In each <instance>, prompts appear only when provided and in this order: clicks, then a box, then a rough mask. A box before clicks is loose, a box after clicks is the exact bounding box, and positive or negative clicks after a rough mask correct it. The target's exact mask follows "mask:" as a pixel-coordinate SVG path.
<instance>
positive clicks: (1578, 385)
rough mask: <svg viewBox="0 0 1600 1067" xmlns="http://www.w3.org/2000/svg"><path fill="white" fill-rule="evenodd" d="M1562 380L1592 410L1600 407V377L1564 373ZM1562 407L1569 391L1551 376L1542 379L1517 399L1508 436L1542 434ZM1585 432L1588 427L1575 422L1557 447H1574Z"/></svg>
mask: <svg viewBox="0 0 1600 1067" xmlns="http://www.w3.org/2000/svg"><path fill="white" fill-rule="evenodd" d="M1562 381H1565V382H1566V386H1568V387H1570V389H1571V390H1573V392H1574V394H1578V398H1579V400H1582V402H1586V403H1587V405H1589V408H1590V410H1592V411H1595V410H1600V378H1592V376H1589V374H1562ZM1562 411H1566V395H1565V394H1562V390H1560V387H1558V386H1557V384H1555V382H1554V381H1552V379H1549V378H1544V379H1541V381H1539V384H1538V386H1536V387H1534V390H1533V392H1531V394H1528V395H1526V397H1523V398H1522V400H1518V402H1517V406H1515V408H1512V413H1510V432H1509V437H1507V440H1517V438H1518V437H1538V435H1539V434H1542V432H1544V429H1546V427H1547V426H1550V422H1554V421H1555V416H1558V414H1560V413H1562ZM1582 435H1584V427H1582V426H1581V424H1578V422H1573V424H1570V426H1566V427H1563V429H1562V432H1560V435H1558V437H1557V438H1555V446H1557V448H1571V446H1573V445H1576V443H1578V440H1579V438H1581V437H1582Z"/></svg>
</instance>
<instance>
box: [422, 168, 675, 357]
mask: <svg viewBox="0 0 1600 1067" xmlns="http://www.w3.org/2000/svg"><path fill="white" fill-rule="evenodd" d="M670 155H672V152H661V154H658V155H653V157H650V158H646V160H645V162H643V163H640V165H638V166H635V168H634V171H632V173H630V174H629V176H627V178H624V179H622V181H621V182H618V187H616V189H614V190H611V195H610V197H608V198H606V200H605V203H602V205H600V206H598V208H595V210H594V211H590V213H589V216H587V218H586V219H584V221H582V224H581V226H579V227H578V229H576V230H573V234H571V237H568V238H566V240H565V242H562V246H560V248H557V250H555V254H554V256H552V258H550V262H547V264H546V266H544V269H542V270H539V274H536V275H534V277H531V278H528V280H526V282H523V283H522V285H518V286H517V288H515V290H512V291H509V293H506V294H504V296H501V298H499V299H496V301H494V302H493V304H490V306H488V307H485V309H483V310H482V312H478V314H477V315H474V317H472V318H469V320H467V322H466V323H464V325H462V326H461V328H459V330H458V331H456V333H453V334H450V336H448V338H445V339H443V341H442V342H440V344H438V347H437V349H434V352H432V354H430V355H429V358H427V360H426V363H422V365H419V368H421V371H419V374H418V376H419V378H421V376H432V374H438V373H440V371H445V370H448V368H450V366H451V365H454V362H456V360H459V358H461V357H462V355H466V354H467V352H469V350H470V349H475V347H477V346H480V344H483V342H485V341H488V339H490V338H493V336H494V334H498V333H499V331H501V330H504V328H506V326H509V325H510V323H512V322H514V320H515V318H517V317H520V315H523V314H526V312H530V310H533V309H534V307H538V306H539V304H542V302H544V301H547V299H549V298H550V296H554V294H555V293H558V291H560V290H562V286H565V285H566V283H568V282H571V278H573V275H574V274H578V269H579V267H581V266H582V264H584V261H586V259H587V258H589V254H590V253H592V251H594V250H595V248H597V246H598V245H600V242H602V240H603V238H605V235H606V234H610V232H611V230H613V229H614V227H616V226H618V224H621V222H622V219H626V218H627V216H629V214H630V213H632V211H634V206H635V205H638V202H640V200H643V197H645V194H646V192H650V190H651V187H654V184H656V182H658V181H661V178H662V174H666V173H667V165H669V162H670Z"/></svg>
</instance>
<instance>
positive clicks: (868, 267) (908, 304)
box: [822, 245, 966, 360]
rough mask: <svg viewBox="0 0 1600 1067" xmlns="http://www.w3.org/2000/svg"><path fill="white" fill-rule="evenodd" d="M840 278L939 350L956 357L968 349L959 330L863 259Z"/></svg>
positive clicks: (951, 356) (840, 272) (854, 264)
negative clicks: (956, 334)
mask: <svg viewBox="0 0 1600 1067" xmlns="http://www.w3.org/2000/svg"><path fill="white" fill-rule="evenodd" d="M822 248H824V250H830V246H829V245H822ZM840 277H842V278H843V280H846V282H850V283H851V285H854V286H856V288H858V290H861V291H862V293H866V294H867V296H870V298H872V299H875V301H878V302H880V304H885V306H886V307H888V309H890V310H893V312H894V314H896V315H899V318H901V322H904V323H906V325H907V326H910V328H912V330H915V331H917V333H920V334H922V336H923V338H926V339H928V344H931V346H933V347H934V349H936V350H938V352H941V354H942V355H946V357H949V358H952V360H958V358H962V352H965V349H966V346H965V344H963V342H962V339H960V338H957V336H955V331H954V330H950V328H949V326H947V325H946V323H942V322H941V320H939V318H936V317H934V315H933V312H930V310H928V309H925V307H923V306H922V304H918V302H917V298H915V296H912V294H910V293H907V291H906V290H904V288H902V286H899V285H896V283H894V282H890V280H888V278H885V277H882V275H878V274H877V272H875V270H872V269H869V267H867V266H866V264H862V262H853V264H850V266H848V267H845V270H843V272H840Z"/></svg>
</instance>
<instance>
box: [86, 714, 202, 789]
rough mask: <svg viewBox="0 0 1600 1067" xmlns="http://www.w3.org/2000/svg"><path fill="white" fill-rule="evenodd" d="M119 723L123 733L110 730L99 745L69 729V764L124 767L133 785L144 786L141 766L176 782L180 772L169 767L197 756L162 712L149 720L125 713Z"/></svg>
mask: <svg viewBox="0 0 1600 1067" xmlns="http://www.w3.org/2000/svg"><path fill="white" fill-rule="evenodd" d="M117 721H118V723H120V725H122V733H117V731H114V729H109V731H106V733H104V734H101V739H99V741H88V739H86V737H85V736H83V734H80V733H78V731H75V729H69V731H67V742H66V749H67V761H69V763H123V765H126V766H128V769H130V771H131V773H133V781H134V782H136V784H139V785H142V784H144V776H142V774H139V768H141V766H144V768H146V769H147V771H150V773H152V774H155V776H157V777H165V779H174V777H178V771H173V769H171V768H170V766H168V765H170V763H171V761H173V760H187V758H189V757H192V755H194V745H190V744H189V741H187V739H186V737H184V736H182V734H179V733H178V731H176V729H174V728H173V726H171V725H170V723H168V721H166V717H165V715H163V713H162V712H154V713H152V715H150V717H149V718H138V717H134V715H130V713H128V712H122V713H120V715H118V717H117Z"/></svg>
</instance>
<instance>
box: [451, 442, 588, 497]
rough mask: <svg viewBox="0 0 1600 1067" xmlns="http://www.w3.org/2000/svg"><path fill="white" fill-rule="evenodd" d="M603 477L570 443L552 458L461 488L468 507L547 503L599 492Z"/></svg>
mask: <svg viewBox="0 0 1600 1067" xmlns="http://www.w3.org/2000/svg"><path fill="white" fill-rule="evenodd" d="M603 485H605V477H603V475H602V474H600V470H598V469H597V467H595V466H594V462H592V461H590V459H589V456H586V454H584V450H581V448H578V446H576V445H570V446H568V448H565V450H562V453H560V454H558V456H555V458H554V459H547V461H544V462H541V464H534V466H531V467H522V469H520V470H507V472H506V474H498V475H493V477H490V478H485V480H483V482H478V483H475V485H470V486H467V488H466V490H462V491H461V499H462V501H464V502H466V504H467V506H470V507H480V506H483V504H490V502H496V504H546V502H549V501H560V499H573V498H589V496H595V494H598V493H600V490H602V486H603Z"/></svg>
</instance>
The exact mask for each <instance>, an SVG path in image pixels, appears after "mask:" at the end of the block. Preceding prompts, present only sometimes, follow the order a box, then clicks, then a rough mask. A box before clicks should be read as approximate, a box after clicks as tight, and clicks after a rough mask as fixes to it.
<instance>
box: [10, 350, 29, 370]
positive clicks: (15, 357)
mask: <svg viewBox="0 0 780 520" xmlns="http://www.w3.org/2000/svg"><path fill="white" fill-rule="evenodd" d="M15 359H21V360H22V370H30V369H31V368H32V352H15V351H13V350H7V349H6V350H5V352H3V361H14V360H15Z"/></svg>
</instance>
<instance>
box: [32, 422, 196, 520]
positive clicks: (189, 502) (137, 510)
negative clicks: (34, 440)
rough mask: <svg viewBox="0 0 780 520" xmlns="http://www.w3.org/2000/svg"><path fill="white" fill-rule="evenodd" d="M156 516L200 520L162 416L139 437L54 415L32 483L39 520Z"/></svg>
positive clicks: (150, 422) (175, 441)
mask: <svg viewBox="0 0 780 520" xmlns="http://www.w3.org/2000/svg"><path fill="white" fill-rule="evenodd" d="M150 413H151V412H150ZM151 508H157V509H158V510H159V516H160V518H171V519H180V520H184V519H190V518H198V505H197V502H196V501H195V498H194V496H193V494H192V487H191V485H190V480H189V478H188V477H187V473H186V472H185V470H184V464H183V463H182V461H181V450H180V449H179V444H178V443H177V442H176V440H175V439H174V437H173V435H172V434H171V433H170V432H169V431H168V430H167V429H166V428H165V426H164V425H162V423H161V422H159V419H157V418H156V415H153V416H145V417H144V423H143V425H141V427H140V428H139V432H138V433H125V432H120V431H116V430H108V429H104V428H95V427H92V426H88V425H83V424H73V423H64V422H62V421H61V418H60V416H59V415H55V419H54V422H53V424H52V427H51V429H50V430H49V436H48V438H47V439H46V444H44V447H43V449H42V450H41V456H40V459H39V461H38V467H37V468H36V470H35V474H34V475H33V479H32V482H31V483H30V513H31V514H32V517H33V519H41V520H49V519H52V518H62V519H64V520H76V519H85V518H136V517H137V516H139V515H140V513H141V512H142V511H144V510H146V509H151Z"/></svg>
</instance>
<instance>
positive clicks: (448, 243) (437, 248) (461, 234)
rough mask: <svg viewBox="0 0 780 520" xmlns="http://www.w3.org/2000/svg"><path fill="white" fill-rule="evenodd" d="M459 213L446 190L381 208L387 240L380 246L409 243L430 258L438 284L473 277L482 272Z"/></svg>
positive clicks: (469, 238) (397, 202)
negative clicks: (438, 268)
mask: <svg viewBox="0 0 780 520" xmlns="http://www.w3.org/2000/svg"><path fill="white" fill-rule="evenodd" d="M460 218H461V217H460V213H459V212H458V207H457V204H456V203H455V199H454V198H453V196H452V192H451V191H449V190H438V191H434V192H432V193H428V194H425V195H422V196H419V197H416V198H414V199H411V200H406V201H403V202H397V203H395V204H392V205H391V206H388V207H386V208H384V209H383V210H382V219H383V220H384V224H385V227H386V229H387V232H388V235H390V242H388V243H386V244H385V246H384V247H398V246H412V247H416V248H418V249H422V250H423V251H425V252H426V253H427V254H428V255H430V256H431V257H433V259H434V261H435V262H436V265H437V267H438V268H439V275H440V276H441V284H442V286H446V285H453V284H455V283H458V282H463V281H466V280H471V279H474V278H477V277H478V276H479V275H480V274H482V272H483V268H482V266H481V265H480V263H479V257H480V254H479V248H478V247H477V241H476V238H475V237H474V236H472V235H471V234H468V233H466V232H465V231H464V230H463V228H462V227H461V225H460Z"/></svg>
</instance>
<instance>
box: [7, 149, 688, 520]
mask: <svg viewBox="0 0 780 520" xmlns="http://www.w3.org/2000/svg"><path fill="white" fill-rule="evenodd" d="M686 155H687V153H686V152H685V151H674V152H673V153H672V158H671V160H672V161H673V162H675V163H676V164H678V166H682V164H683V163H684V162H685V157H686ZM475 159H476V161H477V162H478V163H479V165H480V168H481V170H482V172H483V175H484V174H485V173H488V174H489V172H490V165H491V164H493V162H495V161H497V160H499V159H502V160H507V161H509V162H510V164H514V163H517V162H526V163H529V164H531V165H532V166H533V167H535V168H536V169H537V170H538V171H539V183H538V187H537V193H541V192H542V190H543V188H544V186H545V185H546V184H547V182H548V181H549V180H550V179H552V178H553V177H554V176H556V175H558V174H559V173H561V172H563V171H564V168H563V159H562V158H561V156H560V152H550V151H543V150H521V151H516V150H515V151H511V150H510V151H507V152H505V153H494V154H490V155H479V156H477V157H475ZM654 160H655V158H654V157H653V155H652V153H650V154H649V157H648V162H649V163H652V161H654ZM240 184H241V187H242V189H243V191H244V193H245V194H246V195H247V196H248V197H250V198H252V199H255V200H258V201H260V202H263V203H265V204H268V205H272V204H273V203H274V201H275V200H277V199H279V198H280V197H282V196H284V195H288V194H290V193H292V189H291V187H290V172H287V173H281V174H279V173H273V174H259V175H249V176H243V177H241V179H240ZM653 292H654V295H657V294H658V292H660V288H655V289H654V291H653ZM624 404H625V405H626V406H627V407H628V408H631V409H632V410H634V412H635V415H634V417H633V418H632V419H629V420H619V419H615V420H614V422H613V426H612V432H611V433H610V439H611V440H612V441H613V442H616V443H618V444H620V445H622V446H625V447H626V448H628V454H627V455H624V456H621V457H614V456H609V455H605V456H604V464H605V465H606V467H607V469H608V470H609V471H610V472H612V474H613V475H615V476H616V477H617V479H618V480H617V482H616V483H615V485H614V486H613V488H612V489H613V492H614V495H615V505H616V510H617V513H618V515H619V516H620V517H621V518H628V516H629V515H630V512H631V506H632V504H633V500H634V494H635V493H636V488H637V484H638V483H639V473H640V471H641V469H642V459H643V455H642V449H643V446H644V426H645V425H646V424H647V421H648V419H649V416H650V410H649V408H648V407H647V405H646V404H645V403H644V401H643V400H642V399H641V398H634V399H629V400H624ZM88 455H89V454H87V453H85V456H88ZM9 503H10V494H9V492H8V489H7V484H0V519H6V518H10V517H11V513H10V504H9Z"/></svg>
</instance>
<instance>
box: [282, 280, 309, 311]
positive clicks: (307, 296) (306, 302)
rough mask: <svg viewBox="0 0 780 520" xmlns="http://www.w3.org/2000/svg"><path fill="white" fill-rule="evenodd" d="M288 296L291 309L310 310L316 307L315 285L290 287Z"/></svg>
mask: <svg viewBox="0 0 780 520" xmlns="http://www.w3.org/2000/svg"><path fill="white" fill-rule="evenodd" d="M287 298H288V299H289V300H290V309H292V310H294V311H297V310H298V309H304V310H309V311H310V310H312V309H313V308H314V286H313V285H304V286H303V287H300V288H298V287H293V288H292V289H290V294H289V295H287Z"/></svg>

Exercise directions | Can you set down, word for word, the stretch from the start of the records above through the line that contains "380L1592 410L1600 407V377L1564", including that line?

Exercise output |
In each <instance>, prompts appear only when provided and in this order: clicks, then a box, then a rough mask. A box before clicks is loose, a box after clicks is the exact bounding box, and positive or negative clicks after a rough mask correct it. The target's exact mask follows "mask:" as a pixel-coordinate SVG path.
<instance>
positive clicks: (1578, 385)
rough mask: <svg viewBox="0 0 1600 1067" xmlns="http://www.w3.org/2000/svg"><path fill="white" fill-rule="evenodd" d="M1562 380L1592 410L1600 407V377L1564 373ZM1562 407L1569 391L1551 376L1542 379L1517 399L1508 436L1542 434ZM1585 432L1588 427L1575 422L1557 447H1574Z"/></svg>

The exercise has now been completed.